Work to complete: Lines of the listing that contain "asphalt" need to be copied.
——
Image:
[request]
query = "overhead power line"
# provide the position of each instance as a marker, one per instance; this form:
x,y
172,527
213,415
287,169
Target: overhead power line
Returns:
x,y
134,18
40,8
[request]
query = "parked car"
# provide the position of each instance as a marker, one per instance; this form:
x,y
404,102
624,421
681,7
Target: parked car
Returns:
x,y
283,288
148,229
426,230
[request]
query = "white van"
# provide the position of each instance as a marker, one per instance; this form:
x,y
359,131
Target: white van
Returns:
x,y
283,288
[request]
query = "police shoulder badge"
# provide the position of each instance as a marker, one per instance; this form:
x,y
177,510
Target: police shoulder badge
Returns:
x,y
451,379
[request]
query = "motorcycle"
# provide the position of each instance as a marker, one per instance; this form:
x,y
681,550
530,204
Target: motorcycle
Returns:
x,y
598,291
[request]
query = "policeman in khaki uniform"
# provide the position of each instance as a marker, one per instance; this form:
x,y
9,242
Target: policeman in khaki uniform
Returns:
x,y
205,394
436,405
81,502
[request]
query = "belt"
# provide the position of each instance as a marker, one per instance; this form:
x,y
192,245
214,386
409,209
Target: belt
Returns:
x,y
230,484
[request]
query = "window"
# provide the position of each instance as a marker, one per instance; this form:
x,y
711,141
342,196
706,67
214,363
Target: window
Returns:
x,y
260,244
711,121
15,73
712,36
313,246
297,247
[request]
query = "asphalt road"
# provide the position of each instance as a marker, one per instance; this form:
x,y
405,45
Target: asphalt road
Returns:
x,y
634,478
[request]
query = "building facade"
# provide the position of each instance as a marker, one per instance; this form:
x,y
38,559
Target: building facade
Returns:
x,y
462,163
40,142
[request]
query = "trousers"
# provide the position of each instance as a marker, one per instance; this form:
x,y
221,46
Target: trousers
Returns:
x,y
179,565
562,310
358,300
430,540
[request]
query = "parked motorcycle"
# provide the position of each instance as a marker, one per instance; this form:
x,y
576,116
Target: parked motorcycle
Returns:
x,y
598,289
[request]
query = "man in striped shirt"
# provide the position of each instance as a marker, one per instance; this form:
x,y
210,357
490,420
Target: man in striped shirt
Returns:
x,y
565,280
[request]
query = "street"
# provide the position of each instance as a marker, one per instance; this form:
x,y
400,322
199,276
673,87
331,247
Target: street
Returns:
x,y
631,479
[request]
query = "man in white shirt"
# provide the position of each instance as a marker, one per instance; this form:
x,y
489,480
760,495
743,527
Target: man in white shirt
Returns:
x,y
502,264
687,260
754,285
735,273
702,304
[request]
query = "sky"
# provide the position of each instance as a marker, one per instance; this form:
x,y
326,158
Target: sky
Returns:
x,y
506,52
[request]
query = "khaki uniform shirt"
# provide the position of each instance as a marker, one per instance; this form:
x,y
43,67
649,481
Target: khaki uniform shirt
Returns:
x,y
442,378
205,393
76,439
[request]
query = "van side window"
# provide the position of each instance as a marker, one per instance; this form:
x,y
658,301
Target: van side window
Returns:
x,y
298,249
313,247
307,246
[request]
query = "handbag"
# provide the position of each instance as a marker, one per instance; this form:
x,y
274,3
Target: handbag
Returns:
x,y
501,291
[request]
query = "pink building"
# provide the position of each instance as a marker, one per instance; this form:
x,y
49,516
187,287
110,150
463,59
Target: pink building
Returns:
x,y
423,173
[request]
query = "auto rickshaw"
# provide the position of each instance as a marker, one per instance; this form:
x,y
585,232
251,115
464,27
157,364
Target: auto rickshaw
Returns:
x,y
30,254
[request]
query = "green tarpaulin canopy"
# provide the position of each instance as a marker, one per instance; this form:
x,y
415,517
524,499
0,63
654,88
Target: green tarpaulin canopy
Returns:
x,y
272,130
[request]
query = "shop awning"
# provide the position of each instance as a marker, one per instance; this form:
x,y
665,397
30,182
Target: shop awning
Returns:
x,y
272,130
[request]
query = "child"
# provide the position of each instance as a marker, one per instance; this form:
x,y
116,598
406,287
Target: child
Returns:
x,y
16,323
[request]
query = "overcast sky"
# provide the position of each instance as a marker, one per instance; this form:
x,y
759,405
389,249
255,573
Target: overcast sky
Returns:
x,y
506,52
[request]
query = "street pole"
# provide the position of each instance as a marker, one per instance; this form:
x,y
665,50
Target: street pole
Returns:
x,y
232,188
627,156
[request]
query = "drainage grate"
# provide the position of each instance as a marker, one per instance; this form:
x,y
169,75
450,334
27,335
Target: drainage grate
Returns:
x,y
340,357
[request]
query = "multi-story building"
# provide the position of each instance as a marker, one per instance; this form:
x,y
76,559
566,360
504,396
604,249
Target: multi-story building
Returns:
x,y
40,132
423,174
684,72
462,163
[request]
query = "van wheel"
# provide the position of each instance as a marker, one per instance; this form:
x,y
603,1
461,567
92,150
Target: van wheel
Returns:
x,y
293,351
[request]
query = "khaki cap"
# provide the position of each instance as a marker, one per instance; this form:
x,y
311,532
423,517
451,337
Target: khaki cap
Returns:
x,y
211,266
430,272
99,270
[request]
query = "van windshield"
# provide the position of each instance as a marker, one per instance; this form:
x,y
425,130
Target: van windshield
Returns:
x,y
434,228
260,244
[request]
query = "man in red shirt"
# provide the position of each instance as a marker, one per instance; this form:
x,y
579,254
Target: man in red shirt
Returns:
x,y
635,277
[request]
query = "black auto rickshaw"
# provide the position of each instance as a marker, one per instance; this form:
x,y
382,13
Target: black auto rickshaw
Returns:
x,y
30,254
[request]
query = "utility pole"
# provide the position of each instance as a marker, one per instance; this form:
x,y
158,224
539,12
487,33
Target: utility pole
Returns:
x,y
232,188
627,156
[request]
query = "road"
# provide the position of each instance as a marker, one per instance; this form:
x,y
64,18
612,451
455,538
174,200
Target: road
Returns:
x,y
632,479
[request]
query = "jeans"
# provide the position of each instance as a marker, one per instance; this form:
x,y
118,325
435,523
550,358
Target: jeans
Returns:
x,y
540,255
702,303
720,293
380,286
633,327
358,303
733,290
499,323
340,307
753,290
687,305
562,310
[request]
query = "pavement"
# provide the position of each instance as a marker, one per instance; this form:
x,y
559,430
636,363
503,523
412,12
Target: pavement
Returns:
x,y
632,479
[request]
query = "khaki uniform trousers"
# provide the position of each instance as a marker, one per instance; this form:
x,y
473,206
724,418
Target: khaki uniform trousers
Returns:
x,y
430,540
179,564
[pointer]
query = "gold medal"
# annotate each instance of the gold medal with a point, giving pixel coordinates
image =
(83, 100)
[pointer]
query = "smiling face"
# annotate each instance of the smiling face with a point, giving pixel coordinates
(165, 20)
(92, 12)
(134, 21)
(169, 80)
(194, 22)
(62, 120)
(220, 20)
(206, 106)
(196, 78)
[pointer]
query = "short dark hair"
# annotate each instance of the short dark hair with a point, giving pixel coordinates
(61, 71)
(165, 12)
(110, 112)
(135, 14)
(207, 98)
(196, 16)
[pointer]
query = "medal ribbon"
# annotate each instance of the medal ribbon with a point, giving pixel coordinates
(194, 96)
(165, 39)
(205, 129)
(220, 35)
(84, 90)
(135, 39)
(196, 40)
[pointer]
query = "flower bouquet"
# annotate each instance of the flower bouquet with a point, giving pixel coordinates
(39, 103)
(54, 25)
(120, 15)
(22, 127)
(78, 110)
——
Your response:
query = "asphalt road"
Target: asphalt road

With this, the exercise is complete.